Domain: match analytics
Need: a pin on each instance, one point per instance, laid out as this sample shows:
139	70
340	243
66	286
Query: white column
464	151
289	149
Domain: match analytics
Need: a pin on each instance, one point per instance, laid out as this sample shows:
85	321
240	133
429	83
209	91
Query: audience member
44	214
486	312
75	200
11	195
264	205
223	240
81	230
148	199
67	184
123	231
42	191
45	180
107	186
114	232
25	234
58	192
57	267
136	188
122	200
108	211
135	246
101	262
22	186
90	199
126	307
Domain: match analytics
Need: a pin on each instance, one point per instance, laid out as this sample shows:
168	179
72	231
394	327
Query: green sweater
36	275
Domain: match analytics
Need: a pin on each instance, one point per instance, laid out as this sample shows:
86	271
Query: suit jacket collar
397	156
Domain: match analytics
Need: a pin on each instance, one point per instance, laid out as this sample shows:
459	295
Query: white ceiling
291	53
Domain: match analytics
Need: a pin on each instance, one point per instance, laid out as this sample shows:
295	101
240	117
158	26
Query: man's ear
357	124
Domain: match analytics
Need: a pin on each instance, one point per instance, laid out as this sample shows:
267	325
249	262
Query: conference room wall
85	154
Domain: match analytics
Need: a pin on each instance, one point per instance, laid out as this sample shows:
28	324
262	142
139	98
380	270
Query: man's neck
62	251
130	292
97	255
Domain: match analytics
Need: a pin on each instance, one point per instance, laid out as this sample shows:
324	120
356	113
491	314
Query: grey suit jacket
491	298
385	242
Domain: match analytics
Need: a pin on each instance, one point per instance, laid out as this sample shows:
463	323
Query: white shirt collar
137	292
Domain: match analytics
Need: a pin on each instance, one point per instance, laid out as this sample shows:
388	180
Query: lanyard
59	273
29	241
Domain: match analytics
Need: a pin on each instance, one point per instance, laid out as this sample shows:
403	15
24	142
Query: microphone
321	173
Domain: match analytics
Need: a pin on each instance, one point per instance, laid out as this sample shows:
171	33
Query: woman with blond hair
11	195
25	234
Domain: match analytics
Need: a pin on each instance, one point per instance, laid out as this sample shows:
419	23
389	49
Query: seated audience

+++

__DESCRIPTION OF THE TASK__
Reproduce the full set of records precisely.

__SOLVED EXERCISE__
Domain: match analytics
Need: a pin on each instance, one point per instance, laid out as this sample shows:
139	70
340	243
66	286
Query: white column
464	151
289	149
Domain: match analytics
Need: a pin on each instance, one point per instance, laid out as this sample shows:
85	321
240	133
429	83
209	91
Query: audience member
44	214
486	312
75	200
11	195
264	205
223	240
81	230
148	199
67	184
123	231
42	191
45	180
107	186
114	232
25	234
58	192
57	267
136	188
122	200
108	211
135	246
101	262
22	186
90	199
126	307
Domain: match analytics
Need: a pin on each instance, one point per instance, laid out as this sample shows:
168	179
72	231
394	327
Query: green sweater
36	275
Domain: match analytics
Need: a pin on each instance, one point per instance, laid out as this sample shows:
86	271
Query: suit jacket collar
397	156
Domain: match analytics
Need: a pin on each instance, one point per instance, laid out as this sample shows:
459	295
Query: white ceiling
291	53
Domain: match analytics
Need: a pin on each instance, one point per instance, laid out as this sample shows:
295	101
240	117
158	26
Query: man's ear
357	124
Domain: match analytics
Need: a pin on each instance, one point per instance, laid out as this sample shows:
267	325
249	262
Query: conference room wall
85	154
Domain: match analytics
Need: a pin on each instance, one point per instance, laid out as this sample shows:
28	324
262	142
139	98
380	270
Query: man's neck
62	251
130	292
97	255
Domain: match analytics
Need: a pin on each instance, one point per instance, laid out as this sample shows:
324	120
356	113
491	314
Query: grey suit jacket
491	298
385	242
Domain: match analytics
Need: a pin on each instance, one point per instance, laid out as this sample shows:
463	323
Query: white shirt collar
137	292
Domain: match analytics
Need: a pin on each instance, one point per instance, laid out as this sample shows:
388	180
Query: lanyard
59	273
29	241
Domain: match analytics
Need: a pin on each instance, one point per instance, laid out as this sample shows:
403	15
24	142
Query: microphone
321	173
Domain: match analytics
Need: a pin on each instance, one point per instance, laid out as this sample shows:
171	33
Query: woman with blond hair
11	195
25	234
Domain: match analytics
Need: a pin on each instance, one point per instance, laid out as this sample shows:
419	23
389	49
Query: seated audience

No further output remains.